**Kutipan Teks**
>>>>>

1.5 Tinjauan Pustaka 1.5.1 Bencana Bencana adalah suatu rangkaian kejadian yang membawa dampak besar terhadap lingkungan dan kehidupan manusia. Bencana membawa dampak berupa kerusakan lingkungan fisik, sarana dan prasaranan kehidupan, penderitaan bagi manusia, kerugian harta benda. Bencana juga dapat mengganggu tata kehidupan dan penghidupan masyarakat (Sudibyakto,2011). Menurut Center for Research on the Epidemiology of Disaster (2010) menyatakan bahwa bencana adalah situasi atau peristiwa yang tak terduga dan terjadi secara tiba-tiba yang dapat menyebabkan kerusakan besar, kehancuran dan penderitaan manusia. Bencana terjadi pada kapasitas wilayah lokal atau internasional. Setiap kejadian bencana memerlukan adanya bantuan baik dari dalam negeri maupun luar negeri. Susanto (2006) mendefinisikan bencana sebagai peristiwa langka dan bersifat ekstrim yang terjadi pada lingkungan alam dan lingkungan manusia yang menimbulkan gangguan pada kehidupan manusia, baik aktivitas maupun 8
kerugian harta benda. Masih dalam Susanto (2006), menurut BAKORNAS PBP bencana diartikan sebagai peristiwa yang diakibatkan oleh aktivitas manusia atau alam. Bencana terjadi secara tiba-tiba dan perlahan namun dapat menimbulkan kerugian berupa kehilangan nyawa manusia, harta benda, dan kerusakan lingkungan. Kejadian bencana terjadi diluar kemampuan dan sumberdaya manusia untuk menanggulanginya. Menurut BAKORNAS PBP juga menerangkan bahwa ada empat faktor utama yang dapat menyebabkan terjaidnya bencana: 1. Kurangnya pemahaman manusia terhadap karakteristik bahaya (hazard). 2. Aktivitas manusia yang menyebabkan degradasi sumberdaya alam. 3. Kurangnya informasi atau peringatan dini tentang kejadian bencana sehingga tidak ada antisipasi dan persiapan saat terjadi bencana. 4. Ketidakmampuan masyarakat dalam menghadapi bencana. Menurut Undang-undang nomor 24 tahun 2007 tentang Penanggulangan Bencana disebutkan bahwa “Bencana adalah peristiwa atau rangkaian peristiwa yang mengancam dan mengganggu kehidupan dan penghidupan masyarakat yang disebabkan, baik oleh faktor alam dan/atau faktor nonalam maupun faktor manusia sehingga mengakibatkan timbulnya korban jiwa manusia, kerusakan lingkungan, kerugian harta benda, dan dampak psikologis.” Lebih jauh dalam Undang-undang nomor 24 tahun 2007 membagi bencana menjadi tiga macam, yaitu bencana alam, bencana nonalam, dan bencana sosial. Pasal 1 ayat (2) menerangkan bahwa “Bencana alam adalah bencana yang diakibatkan oleh peristiwa atau serangkaian peristiwa yang disebabkan oleh alam antara lain berupa gempa bumi, tsunami, gunung meletus, banjir, kekeringan, angin topan, dan tanah longsor.”

<<<<<

**Data Mentah**
>>>>>

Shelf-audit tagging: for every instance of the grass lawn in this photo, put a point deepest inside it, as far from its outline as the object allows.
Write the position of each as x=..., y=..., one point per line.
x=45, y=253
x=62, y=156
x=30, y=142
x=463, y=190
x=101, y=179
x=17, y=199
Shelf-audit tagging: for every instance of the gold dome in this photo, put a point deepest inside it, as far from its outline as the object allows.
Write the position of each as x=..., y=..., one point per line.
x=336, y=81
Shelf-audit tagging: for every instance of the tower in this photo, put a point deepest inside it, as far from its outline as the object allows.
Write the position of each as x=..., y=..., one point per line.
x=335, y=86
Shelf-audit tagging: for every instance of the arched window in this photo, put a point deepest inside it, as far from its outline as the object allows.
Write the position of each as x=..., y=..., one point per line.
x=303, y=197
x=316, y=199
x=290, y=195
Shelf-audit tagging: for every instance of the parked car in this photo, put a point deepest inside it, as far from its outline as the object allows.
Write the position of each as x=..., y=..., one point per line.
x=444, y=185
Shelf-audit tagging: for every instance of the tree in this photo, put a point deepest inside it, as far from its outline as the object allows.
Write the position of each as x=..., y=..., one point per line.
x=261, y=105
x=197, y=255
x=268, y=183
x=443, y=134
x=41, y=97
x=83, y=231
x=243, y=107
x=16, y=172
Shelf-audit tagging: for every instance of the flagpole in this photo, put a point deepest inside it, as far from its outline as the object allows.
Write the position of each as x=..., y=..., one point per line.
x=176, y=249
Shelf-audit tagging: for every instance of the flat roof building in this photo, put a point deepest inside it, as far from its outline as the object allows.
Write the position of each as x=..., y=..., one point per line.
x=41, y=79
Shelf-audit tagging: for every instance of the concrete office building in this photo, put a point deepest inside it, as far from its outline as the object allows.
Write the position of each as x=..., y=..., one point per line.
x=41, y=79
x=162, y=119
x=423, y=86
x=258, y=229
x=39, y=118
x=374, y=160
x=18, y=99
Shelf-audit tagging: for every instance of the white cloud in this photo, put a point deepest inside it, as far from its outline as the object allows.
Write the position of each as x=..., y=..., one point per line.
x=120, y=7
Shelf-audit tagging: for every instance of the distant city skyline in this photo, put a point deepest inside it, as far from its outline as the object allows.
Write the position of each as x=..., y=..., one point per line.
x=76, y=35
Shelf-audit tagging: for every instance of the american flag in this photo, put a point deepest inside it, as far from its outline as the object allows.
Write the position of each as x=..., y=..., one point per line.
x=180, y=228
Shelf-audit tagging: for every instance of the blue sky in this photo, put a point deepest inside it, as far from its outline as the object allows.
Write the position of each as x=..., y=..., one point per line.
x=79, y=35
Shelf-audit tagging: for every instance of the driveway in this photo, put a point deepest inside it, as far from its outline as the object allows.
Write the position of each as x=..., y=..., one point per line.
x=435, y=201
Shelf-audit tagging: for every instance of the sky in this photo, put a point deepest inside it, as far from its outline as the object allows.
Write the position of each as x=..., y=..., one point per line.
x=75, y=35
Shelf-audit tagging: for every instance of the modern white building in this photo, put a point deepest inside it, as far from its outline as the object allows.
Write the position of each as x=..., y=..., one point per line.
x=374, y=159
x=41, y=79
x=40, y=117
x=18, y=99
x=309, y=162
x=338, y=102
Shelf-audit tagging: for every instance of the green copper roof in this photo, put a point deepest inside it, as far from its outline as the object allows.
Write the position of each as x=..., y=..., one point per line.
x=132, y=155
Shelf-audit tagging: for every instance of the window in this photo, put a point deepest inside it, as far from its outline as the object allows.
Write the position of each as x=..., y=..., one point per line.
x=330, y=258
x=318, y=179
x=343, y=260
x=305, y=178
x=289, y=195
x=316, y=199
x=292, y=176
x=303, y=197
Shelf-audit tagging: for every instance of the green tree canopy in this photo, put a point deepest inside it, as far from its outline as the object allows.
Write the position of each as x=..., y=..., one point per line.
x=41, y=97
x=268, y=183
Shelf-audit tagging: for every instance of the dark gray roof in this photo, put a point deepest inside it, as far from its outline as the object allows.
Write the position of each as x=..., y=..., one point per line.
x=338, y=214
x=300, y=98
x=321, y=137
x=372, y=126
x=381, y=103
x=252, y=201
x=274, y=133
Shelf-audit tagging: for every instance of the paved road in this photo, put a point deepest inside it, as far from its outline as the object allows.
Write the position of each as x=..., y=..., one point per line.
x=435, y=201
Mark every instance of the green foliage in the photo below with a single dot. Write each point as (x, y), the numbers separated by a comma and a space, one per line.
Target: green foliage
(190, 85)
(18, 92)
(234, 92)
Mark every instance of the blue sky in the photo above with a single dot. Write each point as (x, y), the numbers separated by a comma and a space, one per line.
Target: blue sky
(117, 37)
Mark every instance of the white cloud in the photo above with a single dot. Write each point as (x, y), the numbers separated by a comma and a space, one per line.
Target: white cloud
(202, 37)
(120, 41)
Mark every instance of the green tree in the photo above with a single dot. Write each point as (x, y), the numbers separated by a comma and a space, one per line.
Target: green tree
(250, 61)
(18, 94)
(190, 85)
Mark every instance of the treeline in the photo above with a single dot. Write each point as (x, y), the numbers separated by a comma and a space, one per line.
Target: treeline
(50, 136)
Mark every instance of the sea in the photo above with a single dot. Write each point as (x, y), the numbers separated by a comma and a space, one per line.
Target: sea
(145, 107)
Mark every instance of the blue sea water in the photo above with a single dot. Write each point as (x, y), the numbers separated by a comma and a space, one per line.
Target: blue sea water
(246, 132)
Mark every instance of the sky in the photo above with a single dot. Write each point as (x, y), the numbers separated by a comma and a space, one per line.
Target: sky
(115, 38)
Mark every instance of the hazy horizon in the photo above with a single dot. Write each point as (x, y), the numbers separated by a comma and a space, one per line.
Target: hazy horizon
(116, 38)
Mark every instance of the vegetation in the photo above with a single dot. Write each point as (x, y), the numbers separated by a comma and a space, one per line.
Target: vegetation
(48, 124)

<<<<<

**Ketentuan Latihan**
Tolong sebutkan semua contoh bencana alam yang tercantum dalam kutipan Pasal 1 ayat (2) pada kutipan teks.

**Pembahasan Jawaban**
gempa bumi, tsunami, gunung meletus, banjir, kekeringan, angin topan, tanah longsor